**Task instructions**
Show each line of the listing in which the word "church" occurs.
***
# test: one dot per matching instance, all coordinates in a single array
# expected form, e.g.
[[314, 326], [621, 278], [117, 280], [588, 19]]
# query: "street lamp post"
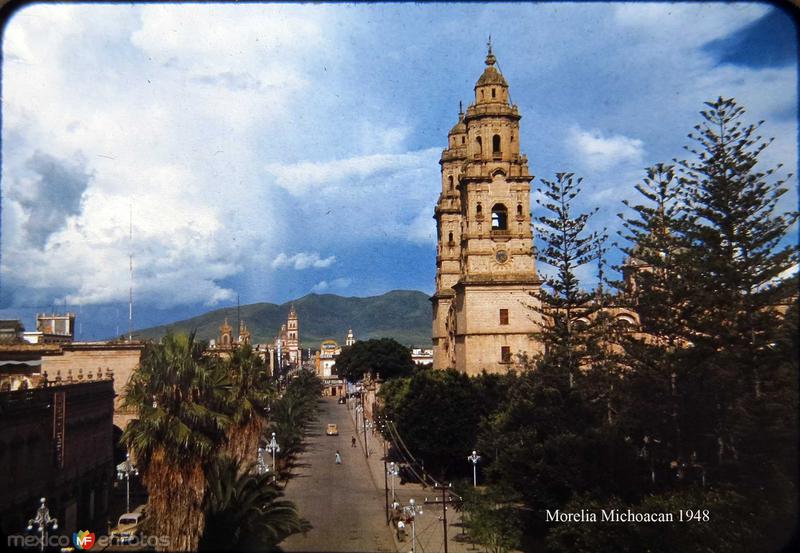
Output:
[[42, 520], [474, 458], [273, 448], [412, 510], [125, 473], [367, 426], [261, 466], [393, 471]]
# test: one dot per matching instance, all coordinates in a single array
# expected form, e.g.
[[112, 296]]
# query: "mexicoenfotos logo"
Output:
[[83, 539]]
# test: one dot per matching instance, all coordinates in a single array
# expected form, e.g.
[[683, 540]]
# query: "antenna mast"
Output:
[[130, 269]]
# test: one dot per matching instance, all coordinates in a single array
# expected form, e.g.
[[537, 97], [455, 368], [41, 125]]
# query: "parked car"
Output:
[[128, 527]]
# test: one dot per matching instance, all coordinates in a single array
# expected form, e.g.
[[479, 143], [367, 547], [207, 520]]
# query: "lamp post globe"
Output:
[[474, 458]]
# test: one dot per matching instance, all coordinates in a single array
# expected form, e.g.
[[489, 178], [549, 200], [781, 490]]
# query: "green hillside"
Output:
[[404, 315]]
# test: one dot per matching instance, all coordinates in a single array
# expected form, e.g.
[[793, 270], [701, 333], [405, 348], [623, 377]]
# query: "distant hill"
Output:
[[404, 315]]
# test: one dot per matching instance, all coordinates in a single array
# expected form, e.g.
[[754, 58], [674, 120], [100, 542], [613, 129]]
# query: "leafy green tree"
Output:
[[291, 414], [739, 251], [656, 286], [249, 397], [177, 433], [385, 356], [566, 245], [244, 512], [438, 419], [491, 520]]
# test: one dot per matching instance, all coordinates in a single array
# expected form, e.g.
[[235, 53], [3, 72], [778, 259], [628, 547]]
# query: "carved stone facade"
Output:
[[485, 305]]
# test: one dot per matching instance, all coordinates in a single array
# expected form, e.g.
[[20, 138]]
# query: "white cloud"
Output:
[[599, 152], [306, 176], [687, 25], [335, 284], [302, 260], [161, 106]]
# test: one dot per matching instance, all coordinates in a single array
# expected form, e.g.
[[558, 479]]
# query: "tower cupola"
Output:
[[491, 87]]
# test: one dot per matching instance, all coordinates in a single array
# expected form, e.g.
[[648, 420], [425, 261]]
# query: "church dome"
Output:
[[491, 75], [460, 127]]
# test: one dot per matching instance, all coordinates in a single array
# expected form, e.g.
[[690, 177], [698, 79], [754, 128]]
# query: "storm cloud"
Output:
[[52, 196]]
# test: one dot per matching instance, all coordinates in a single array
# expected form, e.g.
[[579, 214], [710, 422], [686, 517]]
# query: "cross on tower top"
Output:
[[490, 59]]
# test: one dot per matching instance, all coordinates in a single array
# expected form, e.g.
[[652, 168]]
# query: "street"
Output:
[[344, 503]]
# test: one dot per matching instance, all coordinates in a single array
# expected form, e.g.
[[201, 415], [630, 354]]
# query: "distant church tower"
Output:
[[293, 337], [486, 281]]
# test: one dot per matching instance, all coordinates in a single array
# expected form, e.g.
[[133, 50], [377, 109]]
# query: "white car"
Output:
[[127, 528]]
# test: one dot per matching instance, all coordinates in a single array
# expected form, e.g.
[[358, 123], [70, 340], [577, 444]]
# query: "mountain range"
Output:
[[404, 315]]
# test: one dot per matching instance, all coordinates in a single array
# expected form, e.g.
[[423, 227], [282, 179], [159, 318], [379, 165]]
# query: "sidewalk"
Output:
[[429, 528]]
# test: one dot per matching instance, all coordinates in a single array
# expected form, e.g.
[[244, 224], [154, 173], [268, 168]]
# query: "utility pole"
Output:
[[386, 481], [444, 501], [364, 424]]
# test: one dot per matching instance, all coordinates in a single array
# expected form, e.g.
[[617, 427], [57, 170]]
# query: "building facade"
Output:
[[56, 441], [485, 308]]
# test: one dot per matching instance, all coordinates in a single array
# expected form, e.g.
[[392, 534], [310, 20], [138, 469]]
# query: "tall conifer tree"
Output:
[[567, 246]]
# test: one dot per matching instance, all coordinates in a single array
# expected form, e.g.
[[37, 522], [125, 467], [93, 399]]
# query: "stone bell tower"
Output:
[[486, 282]]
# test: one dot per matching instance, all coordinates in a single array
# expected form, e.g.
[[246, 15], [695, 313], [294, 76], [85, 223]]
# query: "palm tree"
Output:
[[177, 394], [243, 511], [251, 392]]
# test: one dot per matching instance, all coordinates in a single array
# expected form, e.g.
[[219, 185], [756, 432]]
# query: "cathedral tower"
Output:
[[486, 283], [293, 337]]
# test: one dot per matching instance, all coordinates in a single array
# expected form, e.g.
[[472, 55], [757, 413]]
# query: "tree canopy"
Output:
***
**Response to this task**
# query: "church dome"
# query: "distant church tower"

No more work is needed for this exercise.